Gaming as a Pedagogy

Connecting the Dots…

In pursuit of reshaping teacher instructional practice, or pedagogy as it’s known, has brought about new instructional strategies to foster student learning in recent years. Finding the “perfect” digital pedagogies is still somewhat elusive in the complex field of teaching and learning, but much needed because students entering classrooms today are wired completely different. According to William D. Winn, the director of the Learning Center at the University of Washington’s Human Interface Technology Laboratory, children raised with technology, “think differently from the rest of us. They develop hypertext minds. They leap around. It’s as though their cognitive structures are parallel, not sequential.” (Prensky, 2007). Thus, the big ideas of messy learning, noisy knowledge and challenge-based learning through purposeful play have me thinking lately about gameful learning as a pedagogy. Furthermore, Jane McGonigal’s Ted Talk takes an entertaining look into gaming as a culture and as an important set of life skills needed for students to be future ready. Using a gaming mindset, I’d like to take a closer look at how an app like Goosechase can be utilized to hack concepts of gamification to achieve the value of digital play to support and deepen classroom learning, bolster student engagement and encourage collaborative teamwork.


Goosechase in the Classroom…

From the teacher perspective, the Goosechase app is an interactive gaming platform to foster active learning, engage students in problem-solving and higher-order thinking exercises, builds student agency, facilitates self-directed learning and utilizes motivation techniques to capitalize on the Generation Z/Alpha psyches. Think of the Goosechase product as a digital scavenger hunt on steroids. The app provides a simple gamification designed shell for teachers to construct and integrate game mechanics such as missions, points, progression and feedback into classroom curriculum either for one-setting, for a few days or even for multi-week use. Structuring the game starts with developing a game story and flow by determining the curricular and non-curricular learning targets and employing a backward lesson design process to build a robust and highly curricular connected gaming experience.

(INFORMATION SHOWN)
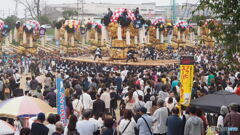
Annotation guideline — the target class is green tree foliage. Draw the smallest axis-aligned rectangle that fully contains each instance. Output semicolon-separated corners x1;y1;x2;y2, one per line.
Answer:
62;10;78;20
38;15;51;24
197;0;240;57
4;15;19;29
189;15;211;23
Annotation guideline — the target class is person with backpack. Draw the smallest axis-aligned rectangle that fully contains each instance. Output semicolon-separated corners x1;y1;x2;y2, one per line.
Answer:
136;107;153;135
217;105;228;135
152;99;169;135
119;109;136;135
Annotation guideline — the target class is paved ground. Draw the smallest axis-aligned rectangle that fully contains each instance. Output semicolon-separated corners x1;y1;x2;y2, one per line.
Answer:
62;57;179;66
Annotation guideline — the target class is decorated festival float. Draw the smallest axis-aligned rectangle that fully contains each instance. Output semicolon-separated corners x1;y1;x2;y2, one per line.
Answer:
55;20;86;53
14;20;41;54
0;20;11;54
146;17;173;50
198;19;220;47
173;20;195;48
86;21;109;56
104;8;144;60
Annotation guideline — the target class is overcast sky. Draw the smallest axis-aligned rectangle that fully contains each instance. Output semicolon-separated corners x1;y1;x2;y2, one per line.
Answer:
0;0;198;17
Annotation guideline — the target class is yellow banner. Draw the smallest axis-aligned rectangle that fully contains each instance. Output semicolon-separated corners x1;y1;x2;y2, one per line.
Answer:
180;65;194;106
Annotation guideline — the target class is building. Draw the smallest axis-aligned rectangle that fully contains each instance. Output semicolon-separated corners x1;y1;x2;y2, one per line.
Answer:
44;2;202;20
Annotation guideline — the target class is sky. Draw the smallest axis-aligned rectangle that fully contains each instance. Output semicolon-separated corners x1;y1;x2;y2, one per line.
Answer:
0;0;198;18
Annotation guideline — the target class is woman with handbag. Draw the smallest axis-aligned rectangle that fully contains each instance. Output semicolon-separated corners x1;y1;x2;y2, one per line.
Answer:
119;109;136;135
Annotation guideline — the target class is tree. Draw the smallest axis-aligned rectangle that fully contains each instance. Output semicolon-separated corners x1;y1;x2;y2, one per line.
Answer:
---
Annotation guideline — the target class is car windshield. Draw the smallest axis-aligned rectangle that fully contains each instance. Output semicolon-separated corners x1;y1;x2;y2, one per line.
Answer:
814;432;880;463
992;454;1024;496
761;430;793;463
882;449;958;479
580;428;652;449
* * *
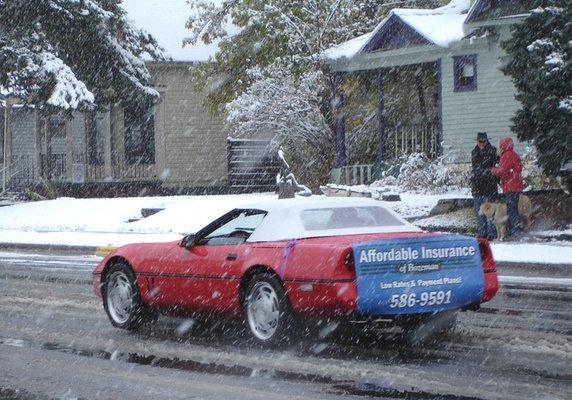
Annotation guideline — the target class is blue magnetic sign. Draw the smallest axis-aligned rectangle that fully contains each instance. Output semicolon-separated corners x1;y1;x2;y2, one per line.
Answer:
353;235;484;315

(AIM) Can you retype the page about gaming as a pedagogy word for word, from its title to its final sentence? These entries have no connection to the page about gaming as a pedagogy.

(REPLY)
Gaming as a Pedagogy

Connecting the Dots…

In pursuit of reshaping teacher instructional practice, or pedagogy as it’s known, has brought about new instructional strategies to foster student learning in recent years. Finding the “perfect” digital pedagogies is still somewhat elusive in the complex field of teaching and learning, but much needed because students entering classrooms today are wired completely different. According to William D. Winn, the director of the Learning Center at the University of Washington’s Human Interface Technology Laboratory, children raised with technology, “think differently from the rest of us. They develop hypertext minds. They leap around. It’s as though their cognitive structures are parallel, not sequential.” (Prensky, 2007). Thus, the big ideas of messy learning, noisy knowledge and challenge-based learning through purposeful play have me thinking lately about gameful learning as a pedagogy. Furthermore, Jane McGonigal’s Ted Talk takes an entertaining look into gaming as a culture and as an important set of life skills needed for students to be future ready. Using a gaming mindset, I’d like to take a closer look at how an app like Goosechase can be utilized to hack concepts of gamification to achieve the value of digital play to support and deepen classroom learning, bolster student engagement and encourage collaborative teamwork.


Goosechase in the Classroom…

From the teacher perspective, the Goosechase app is an interactive gaming platform to foster active learning, engage students in problem-solving and higher-order thinking exercises, builds student agency, facilitates self-directed learning and utilizes motivation techniques to capitalize on the Generation Z/Alpha psyches. Think of the Goosechase product as a digital scavenger hunt on steroids. The app provides a simple gamification designed shell for teachers to construct and integrate game mechanics such as missions, points, progression and feedback into classroom curriculum either for one-setting, for a few days or even for multi-week use. Structuring the game starts with developing a game story and flow by determining the curricular and non-curricular learning targets and employing a backward lesson design process to build a robust and highly curricular connected gaming experience.